Give back the full data, retyped precisely.

RECORDS START

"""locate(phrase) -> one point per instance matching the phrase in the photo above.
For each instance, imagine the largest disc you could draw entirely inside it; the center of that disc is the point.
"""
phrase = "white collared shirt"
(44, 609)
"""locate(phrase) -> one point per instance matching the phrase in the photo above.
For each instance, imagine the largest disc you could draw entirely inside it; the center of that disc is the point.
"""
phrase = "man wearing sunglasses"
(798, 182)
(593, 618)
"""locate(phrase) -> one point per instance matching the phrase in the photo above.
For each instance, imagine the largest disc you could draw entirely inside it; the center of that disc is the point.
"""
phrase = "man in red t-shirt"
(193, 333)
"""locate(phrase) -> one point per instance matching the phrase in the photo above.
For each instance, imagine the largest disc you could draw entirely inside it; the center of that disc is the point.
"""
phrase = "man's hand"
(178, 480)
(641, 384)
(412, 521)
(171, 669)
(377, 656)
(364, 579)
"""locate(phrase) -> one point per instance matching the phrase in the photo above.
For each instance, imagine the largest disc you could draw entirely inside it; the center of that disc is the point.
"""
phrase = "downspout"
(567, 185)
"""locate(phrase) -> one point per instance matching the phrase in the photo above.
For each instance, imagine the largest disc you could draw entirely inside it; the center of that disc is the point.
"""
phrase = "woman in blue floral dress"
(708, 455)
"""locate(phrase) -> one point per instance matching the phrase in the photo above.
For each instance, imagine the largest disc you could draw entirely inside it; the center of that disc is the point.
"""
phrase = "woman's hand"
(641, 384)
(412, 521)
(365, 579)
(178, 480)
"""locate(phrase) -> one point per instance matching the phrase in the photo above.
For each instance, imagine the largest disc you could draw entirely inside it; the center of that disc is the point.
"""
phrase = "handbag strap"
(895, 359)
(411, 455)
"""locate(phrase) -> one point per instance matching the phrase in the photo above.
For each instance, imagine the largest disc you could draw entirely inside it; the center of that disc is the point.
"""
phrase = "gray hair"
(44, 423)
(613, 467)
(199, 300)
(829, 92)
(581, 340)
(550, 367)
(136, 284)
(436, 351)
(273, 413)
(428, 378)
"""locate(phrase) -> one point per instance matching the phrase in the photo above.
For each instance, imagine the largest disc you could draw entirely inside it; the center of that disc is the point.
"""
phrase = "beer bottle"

RECORDS END

### RESPONSE BELOW
"""locate(phrase) -> one point per instance matching the phrase in the photo above.
For each instance, imagine the largest disc you could draw entirely inside it; the center of that disc is the point.
"""
phrase = "white collared shirt"
(44, 609)
"""locate(phrase) -> one point per instance matching the phrase in the photo above.
For each instance, imagine the largest disc you could draw entirely inside it; the center of that disc is the point.
"""
phrase = "man wearing sunglasses"
(798, 182)
(593, 618)
"""locate(phrase) -> one point per instance matching the phrase in the photo above.
For each instance, imagine the largest disc you could draw entirely inside it; the center of that disc is the point.
"""
phrase = "man in red t-shirt"
(193, 333)
"""locate(phrase) -> one point per instance matching the phrase in the photo above.
For each instance, imagine the largest disc you could draw entirely inside it; the center of that disc is the point.
"""
phrase = "man's hand"
(178, 480)
(641, 384)
(412, 521)
(171, 669)
(377, 656)
(364, 579)
"""locate(phrase) -> one point per instance matching the phrase in the photo above.
For each instance, imagine the largest disc you could draw entirely inside it; the center of that disc is the point.
"""
phrase = "downspout"
(567, 185)
"""locate(phrase) -> one point per instance matching the phrase in the photo above.
For each instance, imagine the largest disc you could draw entirely inside it; the center of that disc is the point.
"""
phrase = "woman in blue floral dress"
(708, 455)
"""locate(phrase) -> one point per instance matching the phrase in the photo above.
For each instance, imagine the largest disc you could draw entirely inside it; the center of that disc is the point.
"""
phrase = "woman's hand"
(641, 384)
(412, 521)
(365, 579)
(178, 480)
"""locate(phrase) -> one point per instance matching the phrase in the photo above.
For each instance, imagine the largest disc you could draw entirely inside it; the center of that disc is the point.
"""
phrase = "handbag strap"
(895, 359)
(411, 455)
"""locate(phrase) -> one point per instance matching the phrase in the photo above.
For each instance, imagine the largest disc you could draw entirely inside it; the center of that disc is the point.
"""
phrase = "gray hair"
(44, 423)
(613, 467)
(199, 300)
(829, 92)
(581, 340)
(550, 367)
(136, 284)
(436, 351)
(273, 413)
(428, 378)
"""locate(phrase) -> one point per instance matching the phrase in the photo above.
For each instance, imagine the largest disc you could draw entirely inside it; the center of that disc is the point.
"""
phrase = "beer bottle"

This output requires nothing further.